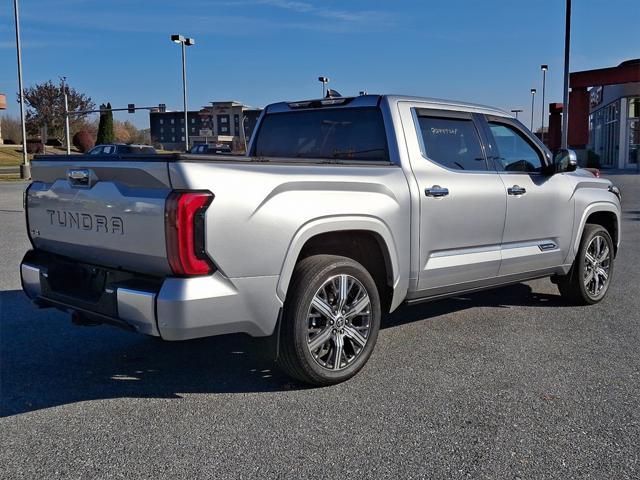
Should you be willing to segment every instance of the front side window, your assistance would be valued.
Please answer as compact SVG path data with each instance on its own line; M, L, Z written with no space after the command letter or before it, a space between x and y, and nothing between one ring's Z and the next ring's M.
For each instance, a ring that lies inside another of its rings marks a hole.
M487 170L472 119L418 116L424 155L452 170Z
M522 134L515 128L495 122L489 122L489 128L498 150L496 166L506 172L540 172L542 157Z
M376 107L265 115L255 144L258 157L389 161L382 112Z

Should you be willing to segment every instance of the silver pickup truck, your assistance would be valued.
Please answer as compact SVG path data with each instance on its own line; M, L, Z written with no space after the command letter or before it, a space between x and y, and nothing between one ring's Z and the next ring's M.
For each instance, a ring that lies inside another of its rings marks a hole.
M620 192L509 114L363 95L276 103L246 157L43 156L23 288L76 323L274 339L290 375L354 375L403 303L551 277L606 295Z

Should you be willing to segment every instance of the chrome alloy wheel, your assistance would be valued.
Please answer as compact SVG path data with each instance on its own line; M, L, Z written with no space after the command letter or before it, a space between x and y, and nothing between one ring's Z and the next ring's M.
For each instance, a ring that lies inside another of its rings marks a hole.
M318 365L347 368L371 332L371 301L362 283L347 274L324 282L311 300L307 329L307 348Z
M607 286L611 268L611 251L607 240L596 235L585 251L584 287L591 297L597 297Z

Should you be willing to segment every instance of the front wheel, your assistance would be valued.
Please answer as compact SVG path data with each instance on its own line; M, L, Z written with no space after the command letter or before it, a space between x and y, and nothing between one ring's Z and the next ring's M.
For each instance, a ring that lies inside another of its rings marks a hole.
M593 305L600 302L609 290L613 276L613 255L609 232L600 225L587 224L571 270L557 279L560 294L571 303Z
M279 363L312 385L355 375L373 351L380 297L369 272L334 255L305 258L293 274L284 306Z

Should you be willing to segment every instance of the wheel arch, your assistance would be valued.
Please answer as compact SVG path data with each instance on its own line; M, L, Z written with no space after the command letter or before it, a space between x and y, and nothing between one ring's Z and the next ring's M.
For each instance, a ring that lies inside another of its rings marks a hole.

Your task: Take the data above and repeat it exactly, leaving each picture out.

Response:
Should you be willing to segment every instance of the front side window, your assistance would be valued.
Please answer as compact SVG path data with each instance on its own line; M, L, Z written with no space after the command letter or before it, a space between x and y, and nothing between one ring's Z and the next ring's M.
For each instance, a ring that lies inside another of its rings marks a hole.
M487 170L472 119L418 116L424 155L452 170Z
M522 134L515 128L495 122L489 122L489 128L498 150L496 166L506 172L540 172L542 157Z
M376 107L265 115L255 144L258 157L389 161L382 112Z

Should you be willing to segment every instance of the silver pickup truck, your assistance would be valued.
Please answer as compact SVG path data with each instance on its own line; M, L, Z written with no space after the command letter or before it, a space between x and y, and nothing between one ring's Z and the next ring's M.
For each instance, a ring that lies inside another of its rings marks a hole.
M620 192L509 114L363 95L276 103L246 157L43 156L23 288L76 323L274 339L290 375L354 375L403 303L551 277L606 295Z

Should you be willing to segment every instance of the chrome alloy wheel, your assistance would be valued.
Please answer as compact SVG path data with each instance on its own line; M, L, Z written with no space after the command letter or before it, a space between x and y, and nothing between one ring's Z and the next ring's M.
For each instance, a ring that lies inside another of its rings marks a hole.
M318 365L347 368L371 332L371 301L362 283L347 274L324 282L311 300L307 329L307 348Z
M607 286L611 268L611 251L607 240L596 235L585 251L584 287L591 297L597 297Z

Should you be willing to segment every instance of the front wheel, your assistance would be valued.
Please answer as compact SVG path data with each instance on its own line; M, L, Z written with no space after the command letter or before it, a space between x and y, and nothing between one ring's Z and the next ring's M.
For each instance, a ring that lies inside another of its rings marks a hole.
M593 305L600 302L609 290L613 276L613 255L609 232L600 225L587 224L571 270L557 279L560 294L571 303Z
M279 363L312 385L355 375L373 351L380 297L369 272L334 255L305 258L293 274L284 306Z

Should you be willing to segment every instance of the wheel arch, your assistance would be valued.
Please answer as compact SVG path data with each instance on its own line; M, L, Z written with no space after the command letter or before it, a space between x and y, and nothing between one ring's Z and the next ring's M.
For each instance, a ring that lies inside another of its rings marks a hole.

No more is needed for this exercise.